PROMPT A
Answer these questions about the water report:
(i) How many wells does the report list?
(ii) What is the average pH?
(iii) What kinds of water has the writer brewed with so far?
PROMPT B
Please duplicate the stretch of the water report from "New Castle, DE" through "than 60 mg/l)".

TEXT SEGMENT
— Begin —

New Castle, DE - Municipal Services Commission
June 1, 2019
4 wells, 1 treatment facility, carbon-filtered

Avg. Fluoride reading: 0.80 ppm
Avg. Chlorine reading: 1.20 ppm
Avg. pH: 7.5 (annual range: 6.7-8.2)
Temperature range: 50º-60.8º
Alkalinity, annual range: 18.3-18.9 ppm
Most recent test for water hardness: 26.6 mg/liter, considered soft (less than 60 mg/l)
Calcium: 12.2-16.1 ppm
Chloride: 61.2-95.6 ppm
Chlorine: 0.54-2.08 ppm
Manganese: 0.0021-0.0021 ppm
Magnesium: Not tested for
Sodium: 22.9-25.5 ppm
Sulfate: 9.5-14.2
Zinc: 0.0278-0.0278

It's fairly tasteless water but there's something that my Brita filters out of our drinking water, so it's probably the chlorine. I've brewed only with spring and distilled water so far but I'm going to give this stuff a go in a test batch this summer. Thoughts, anyone?

— End —

Items stored from a collection
— Begin —

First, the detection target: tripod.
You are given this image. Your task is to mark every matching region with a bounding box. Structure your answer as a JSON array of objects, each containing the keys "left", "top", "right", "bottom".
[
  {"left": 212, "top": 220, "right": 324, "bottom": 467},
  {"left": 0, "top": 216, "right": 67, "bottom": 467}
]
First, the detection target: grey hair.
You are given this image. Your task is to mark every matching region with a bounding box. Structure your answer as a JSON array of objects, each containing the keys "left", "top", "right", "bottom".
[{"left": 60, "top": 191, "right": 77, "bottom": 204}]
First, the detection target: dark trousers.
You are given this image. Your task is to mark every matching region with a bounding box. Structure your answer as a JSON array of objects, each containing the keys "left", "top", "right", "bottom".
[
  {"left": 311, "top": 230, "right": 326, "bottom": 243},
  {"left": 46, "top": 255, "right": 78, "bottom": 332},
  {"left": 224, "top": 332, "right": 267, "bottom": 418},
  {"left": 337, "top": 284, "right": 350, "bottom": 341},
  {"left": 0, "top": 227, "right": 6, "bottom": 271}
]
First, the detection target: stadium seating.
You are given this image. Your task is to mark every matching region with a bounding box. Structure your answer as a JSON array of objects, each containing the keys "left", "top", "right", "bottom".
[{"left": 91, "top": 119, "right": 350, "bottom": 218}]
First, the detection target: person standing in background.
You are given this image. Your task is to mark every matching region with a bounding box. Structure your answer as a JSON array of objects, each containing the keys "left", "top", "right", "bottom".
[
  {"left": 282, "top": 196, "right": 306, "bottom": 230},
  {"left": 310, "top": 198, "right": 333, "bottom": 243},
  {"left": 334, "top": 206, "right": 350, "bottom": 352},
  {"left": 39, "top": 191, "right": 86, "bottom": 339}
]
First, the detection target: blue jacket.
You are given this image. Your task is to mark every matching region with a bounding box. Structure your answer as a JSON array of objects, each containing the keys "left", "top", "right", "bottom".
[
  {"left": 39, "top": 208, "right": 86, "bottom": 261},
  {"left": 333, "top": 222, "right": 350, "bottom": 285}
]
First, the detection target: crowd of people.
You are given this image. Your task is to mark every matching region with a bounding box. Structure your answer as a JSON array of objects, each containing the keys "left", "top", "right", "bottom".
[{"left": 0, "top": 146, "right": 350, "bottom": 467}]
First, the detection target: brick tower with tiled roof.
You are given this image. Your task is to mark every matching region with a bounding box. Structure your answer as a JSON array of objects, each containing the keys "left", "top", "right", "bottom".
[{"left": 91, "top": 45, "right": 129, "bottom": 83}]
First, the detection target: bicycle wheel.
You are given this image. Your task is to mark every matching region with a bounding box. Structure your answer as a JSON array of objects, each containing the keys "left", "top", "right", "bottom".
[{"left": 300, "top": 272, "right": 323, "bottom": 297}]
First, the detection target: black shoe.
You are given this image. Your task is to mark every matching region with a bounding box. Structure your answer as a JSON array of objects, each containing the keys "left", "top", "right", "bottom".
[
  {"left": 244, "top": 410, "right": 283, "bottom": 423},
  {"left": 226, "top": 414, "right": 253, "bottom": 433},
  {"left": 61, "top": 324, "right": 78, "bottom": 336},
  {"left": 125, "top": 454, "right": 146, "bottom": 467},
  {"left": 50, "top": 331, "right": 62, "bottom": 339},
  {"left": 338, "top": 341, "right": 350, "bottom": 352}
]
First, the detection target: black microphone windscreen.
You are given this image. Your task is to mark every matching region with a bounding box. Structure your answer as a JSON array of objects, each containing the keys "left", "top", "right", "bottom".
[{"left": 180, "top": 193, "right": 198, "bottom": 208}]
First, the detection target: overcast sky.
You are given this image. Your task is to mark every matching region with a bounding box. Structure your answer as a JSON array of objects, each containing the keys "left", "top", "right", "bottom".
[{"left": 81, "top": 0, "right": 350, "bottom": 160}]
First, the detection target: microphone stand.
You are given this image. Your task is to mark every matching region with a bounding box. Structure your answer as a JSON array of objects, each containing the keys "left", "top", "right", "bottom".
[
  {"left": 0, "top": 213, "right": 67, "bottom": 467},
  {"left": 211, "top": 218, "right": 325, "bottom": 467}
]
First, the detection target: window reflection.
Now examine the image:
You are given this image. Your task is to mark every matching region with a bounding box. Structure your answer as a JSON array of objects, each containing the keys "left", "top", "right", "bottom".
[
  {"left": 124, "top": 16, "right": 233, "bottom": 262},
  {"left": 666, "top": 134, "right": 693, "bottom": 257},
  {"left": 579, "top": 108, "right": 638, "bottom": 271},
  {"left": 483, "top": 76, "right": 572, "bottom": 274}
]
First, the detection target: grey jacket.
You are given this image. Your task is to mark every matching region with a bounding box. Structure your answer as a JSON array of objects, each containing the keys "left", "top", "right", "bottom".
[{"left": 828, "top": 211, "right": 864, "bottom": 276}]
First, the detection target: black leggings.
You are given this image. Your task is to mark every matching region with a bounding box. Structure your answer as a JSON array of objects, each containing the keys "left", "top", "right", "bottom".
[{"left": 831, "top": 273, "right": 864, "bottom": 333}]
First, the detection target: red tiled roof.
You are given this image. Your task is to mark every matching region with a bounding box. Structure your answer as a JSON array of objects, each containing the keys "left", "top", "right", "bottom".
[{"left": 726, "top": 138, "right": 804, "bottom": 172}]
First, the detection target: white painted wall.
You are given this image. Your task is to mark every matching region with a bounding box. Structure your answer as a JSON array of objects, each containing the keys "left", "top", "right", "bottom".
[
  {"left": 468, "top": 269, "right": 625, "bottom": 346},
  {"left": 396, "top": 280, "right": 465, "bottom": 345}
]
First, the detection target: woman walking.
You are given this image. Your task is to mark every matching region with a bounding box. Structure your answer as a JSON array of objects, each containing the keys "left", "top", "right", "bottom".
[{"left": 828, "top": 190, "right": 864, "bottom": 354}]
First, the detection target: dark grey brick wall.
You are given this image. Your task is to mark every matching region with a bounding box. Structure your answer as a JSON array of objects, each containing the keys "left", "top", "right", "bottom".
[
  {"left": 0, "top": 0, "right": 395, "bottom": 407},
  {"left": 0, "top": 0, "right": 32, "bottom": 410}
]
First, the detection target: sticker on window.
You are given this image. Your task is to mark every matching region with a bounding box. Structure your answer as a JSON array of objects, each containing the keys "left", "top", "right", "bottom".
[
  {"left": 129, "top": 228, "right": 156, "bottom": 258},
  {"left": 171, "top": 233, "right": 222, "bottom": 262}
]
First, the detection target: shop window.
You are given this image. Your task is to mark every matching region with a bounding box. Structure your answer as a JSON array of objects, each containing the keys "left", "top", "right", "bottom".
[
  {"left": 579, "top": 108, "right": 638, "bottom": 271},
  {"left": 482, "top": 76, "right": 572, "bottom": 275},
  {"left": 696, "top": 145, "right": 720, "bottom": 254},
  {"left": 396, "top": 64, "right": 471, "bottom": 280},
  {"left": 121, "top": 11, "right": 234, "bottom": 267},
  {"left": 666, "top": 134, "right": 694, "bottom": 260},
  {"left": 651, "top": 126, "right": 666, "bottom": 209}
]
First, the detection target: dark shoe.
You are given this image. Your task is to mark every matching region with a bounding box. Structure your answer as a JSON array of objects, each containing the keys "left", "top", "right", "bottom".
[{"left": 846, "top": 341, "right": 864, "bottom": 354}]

— End —

OUTPUT A
(i) 4
(ii) 7.5
(iii) Spring and distilled water

OUTPUT B
New Castle, DE - Municipal Services Commission
June 1, 2019
4 wells, 1 treatment facility, carbon-filtered

Avg. Fluoride reading: 0.80 ppm
Avg. Chlorine reading: 1.20 ppm
Avg. pH: 7.5 (annual range: 6.7-8.2)
Temperature range: 50º-60.8º
Alkalinity, annual range: 18.3-18.9 ppm
Most recent test for water hardness: 26.6 mg/liter, considered soft (less than 60 mg/l)